Reproduce everything in the listing from the line containing "Where can you see the street lamp post" down to the end, substituting "tree leaves" for "tree foliage" and leaving all else unchanged.

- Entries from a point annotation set
===============

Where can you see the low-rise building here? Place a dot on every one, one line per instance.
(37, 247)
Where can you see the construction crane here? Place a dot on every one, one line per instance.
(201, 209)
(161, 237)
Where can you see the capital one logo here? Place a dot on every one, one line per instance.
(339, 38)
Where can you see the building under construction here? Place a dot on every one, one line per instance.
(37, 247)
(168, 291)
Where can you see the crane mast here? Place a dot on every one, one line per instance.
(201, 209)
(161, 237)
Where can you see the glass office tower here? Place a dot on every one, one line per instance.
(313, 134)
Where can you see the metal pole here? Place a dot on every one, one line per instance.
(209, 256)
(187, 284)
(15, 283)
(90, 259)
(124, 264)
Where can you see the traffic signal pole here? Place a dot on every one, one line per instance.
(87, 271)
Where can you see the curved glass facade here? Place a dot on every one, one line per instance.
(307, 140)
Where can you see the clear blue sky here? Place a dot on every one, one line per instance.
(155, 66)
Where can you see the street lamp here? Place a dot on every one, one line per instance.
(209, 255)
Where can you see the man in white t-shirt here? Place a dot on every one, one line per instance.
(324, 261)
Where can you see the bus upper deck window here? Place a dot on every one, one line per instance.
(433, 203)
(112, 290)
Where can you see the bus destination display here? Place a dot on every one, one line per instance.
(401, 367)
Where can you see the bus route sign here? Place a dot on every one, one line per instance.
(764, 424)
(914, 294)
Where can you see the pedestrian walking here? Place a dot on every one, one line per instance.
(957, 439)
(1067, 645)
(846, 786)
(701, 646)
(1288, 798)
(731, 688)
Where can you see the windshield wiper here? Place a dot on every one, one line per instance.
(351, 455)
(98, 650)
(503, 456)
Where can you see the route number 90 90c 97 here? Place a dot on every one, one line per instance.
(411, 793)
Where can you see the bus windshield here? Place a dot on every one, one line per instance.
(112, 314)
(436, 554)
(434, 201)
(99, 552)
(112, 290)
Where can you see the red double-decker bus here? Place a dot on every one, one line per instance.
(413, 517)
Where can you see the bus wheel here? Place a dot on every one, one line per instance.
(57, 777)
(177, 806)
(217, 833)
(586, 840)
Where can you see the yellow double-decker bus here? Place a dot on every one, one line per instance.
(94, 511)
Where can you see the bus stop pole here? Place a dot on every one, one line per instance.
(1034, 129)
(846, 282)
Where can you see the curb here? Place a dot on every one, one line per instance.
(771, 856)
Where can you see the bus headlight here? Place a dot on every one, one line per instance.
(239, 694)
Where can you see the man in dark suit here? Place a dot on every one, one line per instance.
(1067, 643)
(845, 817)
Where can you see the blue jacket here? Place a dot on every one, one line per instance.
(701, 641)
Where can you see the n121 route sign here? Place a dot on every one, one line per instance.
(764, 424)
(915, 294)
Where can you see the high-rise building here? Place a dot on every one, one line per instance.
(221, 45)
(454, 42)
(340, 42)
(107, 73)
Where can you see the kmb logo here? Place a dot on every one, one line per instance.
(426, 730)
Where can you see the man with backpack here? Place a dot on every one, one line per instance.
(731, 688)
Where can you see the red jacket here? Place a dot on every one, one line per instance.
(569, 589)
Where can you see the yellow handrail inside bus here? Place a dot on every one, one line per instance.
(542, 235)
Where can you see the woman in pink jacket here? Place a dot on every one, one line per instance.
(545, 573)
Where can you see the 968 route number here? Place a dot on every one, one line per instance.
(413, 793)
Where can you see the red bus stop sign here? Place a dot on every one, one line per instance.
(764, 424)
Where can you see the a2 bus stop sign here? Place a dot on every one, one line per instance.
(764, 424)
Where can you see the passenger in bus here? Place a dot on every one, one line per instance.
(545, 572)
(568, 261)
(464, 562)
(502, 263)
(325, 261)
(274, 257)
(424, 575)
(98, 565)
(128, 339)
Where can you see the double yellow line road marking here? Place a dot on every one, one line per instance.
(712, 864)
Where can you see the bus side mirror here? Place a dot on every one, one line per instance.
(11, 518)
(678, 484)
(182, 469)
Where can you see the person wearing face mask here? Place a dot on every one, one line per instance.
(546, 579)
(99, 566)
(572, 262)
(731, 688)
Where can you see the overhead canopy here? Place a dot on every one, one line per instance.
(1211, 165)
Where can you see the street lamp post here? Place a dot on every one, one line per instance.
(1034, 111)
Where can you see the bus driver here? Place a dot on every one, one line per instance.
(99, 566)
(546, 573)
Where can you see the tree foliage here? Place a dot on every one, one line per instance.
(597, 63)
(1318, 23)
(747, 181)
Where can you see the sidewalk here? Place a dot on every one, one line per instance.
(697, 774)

===============

- Correct result
Where can you see the street lamp post here? Place a dot on every one, one line per instance.
(1034, 111)
Where can you see the bus driver here? Place a dot on every one, one line per instance.
(99, 566)
(546, 573)
Where can you see the tree leaves here? Place a dot on every one, one line per instance.
(597, 63)
(1318, 23)
(747, 181)
Where can you see the sidewalk here? Place a dot on every one, one line per instance.
(697, 774)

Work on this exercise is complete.